## Begin

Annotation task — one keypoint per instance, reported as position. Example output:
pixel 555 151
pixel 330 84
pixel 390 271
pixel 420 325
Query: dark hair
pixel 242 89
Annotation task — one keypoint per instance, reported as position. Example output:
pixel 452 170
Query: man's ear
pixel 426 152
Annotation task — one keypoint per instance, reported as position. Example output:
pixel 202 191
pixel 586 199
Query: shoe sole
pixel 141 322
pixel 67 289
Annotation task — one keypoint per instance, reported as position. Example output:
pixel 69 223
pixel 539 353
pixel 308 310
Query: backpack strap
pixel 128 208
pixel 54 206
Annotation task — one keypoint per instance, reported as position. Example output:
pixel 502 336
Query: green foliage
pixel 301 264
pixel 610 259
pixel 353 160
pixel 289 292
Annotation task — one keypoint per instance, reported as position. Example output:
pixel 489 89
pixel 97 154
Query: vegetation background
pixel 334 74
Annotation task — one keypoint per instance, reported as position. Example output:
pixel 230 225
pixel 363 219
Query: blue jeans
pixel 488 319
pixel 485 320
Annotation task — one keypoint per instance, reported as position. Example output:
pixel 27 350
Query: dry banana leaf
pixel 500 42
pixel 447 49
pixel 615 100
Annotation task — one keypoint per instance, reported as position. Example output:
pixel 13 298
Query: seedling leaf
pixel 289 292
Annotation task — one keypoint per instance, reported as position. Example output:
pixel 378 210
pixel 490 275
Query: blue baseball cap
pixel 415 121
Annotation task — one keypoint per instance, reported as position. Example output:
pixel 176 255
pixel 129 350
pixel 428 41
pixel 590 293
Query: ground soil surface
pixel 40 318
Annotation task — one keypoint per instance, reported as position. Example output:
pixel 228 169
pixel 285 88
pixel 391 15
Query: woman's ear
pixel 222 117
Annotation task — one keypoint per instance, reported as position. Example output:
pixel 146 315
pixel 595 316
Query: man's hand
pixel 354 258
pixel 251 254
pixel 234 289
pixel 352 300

## End

Rewrite the records above with "Example output" changed to "Sample output" everywhere it occurs. Leave everything else unchanged.

Annotation task — one keypoint per instance, reported as position. Sample output:
pixel 555 151
pixel 330 84
pixel 390 271
pixel 420 325
Query: dark hair
pixel 242 89
Annotation task — one keypoint per instance, reported as position. Sample output:
pixel 452 170
Query: man's ear
pixel 426 152
Annotation task — one keypoint per instance, reported as position. Sample output:
pixel 202 191
pixel 586 199
Query: shoe sole
pixel 141 322
pixel 67 289
Annotation task — one keypoint per instance, reported as position. Sample output:
pixel 69 223
pixel 539 353
pixel 308 310
Query: backpack strap
pixel 128 208
pixel 54 206
Annotation task — one keypoint per instance, reported as position. Sample output:
pixel 502 336
Query: green foliage
pixel 301 264
pixel 610 259
pixel 353 160
pixel 289 292
Annotation task — one keypoint per instance, reported as position. Sample output:
pixel 489 89
pixel 97 154
Query: vegetation background
pixel 334 74
Annotation task — one keypoint per instance, reported as position. Sample output:
pixel 230 225
pixel 363 219
Query: blue jeans
pixel 488 319
pixel 485 320
Annotation task — one keypoint per instance, reported as position. Sample output:
pixel 27 350
Query: dry banana leaf
pixel 500 42
pixel 447 49
pixel 615 100
Annotation task — one keypoint per instance, reported as position. Sample output:
pixel 13 298
Query: seedling leaf
pixel 289 292
Annotation task — one keypoint per instance, reported as position. Sample output:
pixel 378 210
pixel 490 275
Query: blue baseball cap
pixel 415 121
Annotation task — one keypoint per instance, reported as position. Sample output:
pixel 176 255
pixel 129 350
pixel 428 41
pixel 590 293
Query: ground soil surface
pixel 40 318
Annotation task — one keypoint per instance, reported as position. Sample output:
pixel 228 169
pixel 285 88
pixel 391 15
Query: woman's ear
pixel 222 117
Annotation task — one keypoint per instance, reported as position. Sample output:
pixel 146 315
pixel 595 316
Query: man's hand
pixel 354 258
pixel 251 254
pixel 234 289
pixel 352 300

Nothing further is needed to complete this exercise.